- **Task to carry out**
Locate "Place one point per instance of the camel hoof." in the listing below, then output the line holding it and every line after it, exactly and with nothing else.

- **Materials provided**
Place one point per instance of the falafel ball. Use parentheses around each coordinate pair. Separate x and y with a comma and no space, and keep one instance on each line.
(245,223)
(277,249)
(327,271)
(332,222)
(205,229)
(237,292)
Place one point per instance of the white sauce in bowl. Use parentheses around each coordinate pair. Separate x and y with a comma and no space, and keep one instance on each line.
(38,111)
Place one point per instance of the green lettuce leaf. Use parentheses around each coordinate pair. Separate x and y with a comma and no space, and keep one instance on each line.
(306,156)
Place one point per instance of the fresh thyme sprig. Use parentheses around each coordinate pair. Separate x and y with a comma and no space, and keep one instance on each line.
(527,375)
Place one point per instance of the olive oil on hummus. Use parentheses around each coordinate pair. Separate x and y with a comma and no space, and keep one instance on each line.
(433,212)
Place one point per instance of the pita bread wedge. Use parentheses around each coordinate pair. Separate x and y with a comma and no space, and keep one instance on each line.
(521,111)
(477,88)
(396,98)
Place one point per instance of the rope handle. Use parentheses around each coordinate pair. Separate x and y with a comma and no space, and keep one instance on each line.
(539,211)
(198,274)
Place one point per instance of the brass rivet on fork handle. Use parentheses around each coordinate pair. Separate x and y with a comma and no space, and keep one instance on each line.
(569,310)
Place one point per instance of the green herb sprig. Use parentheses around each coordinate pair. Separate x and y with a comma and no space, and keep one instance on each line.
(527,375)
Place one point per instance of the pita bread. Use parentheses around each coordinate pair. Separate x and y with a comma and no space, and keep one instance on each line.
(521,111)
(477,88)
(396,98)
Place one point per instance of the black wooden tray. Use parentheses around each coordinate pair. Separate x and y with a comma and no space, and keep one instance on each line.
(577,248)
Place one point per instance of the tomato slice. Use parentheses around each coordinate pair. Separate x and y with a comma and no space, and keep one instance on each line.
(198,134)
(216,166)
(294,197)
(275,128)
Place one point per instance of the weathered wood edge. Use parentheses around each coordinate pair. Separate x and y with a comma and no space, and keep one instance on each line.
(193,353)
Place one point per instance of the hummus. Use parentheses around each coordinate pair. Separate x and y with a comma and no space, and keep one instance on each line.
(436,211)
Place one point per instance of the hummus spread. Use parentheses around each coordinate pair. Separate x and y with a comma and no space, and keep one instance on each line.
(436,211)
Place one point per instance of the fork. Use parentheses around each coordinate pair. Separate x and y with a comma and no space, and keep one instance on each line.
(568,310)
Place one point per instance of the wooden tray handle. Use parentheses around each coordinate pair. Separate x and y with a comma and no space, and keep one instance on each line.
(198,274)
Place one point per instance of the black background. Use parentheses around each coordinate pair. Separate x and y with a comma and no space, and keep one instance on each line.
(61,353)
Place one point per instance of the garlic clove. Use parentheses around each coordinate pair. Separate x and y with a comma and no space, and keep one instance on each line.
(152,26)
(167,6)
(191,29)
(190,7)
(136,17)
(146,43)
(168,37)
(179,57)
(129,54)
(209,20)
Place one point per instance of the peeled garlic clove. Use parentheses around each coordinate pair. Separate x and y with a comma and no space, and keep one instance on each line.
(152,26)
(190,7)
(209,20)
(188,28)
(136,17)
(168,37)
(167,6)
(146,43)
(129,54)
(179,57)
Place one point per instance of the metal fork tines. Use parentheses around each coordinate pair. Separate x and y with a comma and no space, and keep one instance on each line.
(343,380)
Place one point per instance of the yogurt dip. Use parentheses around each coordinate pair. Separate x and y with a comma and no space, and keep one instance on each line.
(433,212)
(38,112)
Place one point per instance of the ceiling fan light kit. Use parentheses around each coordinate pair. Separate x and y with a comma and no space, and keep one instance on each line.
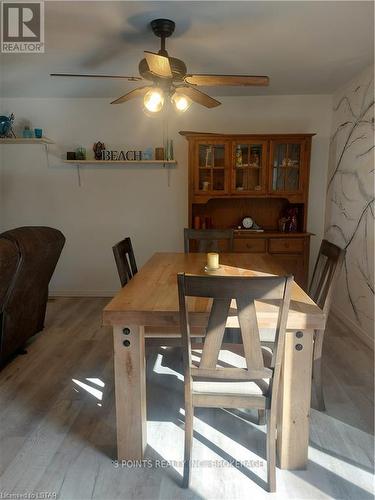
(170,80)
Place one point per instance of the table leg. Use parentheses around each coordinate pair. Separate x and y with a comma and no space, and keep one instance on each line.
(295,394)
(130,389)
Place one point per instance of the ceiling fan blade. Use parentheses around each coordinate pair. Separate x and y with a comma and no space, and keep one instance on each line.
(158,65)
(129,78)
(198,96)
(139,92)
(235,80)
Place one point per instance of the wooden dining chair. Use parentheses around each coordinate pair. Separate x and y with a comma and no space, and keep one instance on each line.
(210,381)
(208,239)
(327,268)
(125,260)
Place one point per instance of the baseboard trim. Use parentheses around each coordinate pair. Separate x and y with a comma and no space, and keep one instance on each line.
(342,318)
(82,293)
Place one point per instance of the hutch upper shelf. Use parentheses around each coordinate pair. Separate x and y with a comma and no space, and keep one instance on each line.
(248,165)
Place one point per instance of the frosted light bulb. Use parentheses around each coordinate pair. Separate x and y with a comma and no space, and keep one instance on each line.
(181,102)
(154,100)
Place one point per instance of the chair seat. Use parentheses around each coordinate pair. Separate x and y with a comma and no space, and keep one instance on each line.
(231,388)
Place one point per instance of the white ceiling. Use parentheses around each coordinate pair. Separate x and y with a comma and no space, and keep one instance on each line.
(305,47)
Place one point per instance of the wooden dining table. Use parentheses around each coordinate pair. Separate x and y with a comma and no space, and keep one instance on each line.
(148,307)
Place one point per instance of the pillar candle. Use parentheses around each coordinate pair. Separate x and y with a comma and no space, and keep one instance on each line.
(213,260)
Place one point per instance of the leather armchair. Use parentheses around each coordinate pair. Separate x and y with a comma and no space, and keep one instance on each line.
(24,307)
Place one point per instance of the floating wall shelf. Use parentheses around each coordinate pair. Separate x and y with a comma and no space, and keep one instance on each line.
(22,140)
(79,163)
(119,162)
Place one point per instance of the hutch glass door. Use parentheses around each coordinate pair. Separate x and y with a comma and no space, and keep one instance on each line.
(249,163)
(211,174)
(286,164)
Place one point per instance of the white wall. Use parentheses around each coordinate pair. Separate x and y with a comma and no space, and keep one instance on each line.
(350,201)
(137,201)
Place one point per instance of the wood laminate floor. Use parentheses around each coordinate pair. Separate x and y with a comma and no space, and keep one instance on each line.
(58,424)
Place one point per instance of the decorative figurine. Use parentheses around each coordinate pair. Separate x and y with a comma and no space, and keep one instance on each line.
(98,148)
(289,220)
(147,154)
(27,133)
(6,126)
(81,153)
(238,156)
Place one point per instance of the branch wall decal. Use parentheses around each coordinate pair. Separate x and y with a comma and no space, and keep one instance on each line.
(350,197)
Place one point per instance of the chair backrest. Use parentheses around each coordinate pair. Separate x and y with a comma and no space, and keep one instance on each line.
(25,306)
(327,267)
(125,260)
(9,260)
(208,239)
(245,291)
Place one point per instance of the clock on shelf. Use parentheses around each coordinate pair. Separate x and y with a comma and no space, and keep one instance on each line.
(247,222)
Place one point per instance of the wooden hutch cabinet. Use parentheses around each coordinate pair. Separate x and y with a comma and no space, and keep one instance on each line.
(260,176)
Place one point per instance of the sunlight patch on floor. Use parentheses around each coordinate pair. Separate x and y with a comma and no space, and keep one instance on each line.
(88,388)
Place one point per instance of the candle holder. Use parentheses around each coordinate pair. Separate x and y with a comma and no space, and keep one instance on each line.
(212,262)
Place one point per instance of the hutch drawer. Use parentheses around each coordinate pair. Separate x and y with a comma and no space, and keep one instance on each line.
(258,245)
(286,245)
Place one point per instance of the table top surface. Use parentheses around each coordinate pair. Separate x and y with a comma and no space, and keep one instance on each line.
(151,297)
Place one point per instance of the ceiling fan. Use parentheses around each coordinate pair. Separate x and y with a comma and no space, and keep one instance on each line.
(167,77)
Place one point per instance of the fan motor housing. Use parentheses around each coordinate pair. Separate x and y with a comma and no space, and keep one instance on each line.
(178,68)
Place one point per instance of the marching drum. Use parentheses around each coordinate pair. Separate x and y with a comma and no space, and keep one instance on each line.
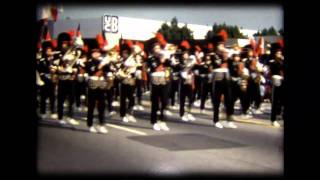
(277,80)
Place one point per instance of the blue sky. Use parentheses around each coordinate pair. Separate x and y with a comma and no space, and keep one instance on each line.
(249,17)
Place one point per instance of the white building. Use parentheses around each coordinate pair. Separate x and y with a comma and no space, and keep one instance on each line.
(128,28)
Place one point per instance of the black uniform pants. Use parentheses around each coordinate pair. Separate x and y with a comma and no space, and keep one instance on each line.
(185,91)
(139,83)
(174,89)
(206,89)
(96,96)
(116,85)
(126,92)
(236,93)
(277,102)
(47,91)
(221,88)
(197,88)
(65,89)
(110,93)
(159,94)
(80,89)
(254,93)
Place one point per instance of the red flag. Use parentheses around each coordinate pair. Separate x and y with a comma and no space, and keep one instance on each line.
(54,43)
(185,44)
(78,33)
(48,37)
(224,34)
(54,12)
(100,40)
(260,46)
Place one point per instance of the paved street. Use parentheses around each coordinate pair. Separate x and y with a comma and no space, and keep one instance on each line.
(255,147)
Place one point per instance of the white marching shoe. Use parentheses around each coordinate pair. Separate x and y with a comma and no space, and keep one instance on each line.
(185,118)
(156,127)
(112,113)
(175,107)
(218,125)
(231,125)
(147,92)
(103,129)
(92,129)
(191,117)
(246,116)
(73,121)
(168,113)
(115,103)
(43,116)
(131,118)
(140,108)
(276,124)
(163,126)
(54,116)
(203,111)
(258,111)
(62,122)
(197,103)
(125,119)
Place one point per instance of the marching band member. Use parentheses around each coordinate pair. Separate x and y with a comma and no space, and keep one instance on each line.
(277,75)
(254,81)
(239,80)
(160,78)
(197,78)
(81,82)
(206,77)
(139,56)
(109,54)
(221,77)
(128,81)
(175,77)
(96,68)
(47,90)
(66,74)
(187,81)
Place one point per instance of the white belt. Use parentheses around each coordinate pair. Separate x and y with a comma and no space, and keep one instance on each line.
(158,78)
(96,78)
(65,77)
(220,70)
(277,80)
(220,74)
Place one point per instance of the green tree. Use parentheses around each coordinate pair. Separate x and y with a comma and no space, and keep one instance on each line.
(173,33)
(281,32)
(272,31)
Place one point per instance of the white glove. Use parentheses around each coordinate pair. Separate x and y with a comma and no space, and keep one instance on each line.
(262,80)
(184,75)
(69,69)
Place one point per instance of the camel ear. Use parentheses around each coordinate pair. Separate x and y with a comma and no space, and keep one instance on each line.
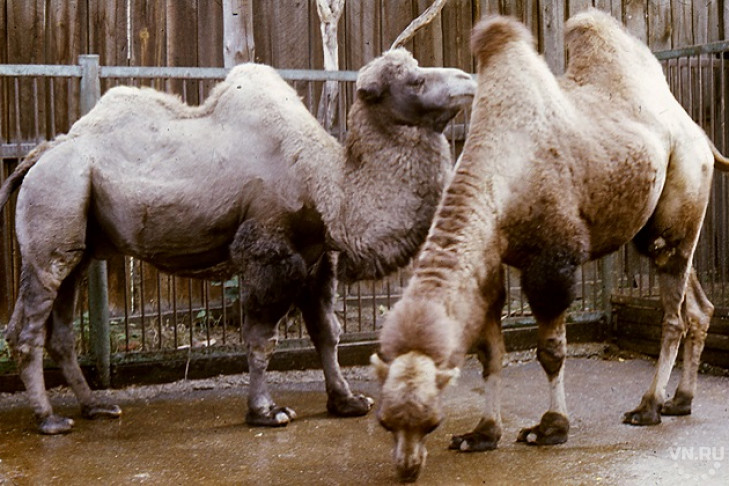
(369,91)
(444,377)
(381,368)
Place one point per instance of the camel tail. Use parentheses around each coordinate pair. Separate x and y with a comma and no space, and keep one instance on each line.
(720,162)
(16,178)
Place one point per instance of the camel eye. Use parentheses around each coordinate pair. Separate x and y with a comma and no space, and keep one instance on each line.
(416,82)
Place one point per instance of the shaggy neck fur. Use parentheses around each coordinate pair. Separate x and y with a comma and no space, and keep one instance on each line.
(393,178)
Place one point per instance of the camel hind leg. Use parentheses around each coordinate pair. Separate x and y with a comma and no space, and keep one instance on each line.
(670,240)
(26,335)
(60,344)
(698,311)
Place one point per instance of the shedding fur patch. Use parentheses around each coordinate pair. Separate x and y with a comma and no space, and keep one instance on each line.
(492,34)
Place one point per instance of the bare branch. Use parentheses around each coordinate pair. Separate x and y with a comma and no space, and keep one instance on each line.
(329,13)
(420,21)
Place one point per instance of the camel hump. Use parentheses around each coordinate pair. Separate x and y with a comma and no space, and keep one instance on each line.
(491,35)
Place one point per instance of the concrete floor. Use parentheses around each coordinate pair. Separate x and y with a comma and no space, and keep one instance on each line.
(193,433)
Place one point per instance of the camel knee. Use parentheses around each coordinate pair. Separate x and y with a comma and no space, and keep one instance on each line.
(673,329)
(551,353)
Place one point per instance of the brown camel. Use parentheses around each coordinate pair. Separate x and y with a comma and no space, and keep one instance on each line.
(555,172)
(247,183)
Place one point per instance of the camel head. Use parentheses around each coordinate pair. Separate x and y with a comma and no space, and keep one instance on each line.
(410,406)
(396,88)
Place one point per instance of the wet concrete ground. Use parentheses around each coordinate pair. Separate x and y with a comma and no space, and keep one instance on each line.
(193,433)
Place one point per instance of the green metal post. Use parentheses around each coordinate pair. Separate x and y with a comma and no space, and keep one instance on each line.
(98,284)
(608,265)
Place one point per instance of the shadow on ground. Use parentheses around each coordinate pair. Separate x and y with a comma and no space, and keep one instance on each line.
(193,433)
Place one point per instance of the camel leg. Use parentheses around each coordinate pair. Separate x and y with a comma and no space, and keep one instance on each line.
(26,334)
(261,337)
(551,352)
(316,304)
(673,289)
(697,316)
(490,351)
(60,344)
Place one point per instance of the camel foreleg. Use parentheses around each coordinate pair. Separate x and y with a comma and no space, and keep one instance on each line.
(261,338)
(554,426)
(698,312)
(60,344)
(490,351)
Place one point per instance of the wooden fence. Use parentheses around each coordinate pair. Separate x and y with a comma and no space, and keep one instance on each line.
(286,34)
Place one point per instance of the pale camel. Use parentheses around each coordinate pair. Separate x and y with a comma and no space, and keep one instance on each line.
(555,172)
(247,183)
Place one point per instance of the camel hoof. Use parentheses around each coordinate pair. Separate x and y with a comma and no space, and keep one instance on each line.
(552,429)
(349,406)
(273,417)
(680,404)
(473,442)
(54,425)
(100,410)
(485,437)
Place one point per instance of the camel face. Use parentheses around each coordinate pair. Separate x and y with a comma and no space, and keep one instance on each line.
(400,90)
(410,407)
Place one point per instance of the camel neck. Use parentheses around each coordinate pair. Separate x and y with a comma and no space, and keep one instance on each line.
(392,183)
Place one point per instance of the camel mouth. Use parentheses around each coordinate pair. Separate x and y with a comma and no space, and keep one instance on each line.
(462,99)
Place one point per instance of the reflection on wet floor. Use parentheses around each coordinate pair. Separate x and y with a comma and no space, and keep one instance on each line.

- **Written response**
Place one point per instance of the camel hoof. Use parentheses around each coordinate pair. Separate x and y with a comma and no space, and keep one instance on each line.
(552,429)
(349,406)
(273,417)
(680,404)
(473,442)
(54,425)
(100,410)
(485,437)
Place one point per instance of the camel face. Use parentheses around each coordinate pair. Separate x and y with a comma and no space, and keep one instance on each line.
(400,90)
(410,407)
Place one point per instance of the camel neck. Use parentheses around each coordinate pair. Separate x and y with a comma and no space, and keep one instance on each line.
(392,183)
Place one point per instance of the camel mouth. Use parentheses around each coordinate pair. Separate x and y with a comma and no space, and keep one instance on each line.
(462,99)
Place one point per instance of the reflection on wet floor. Use parentheses around each coordinate pair. Separate x and y with a comma and no space, and keep one instance on each line.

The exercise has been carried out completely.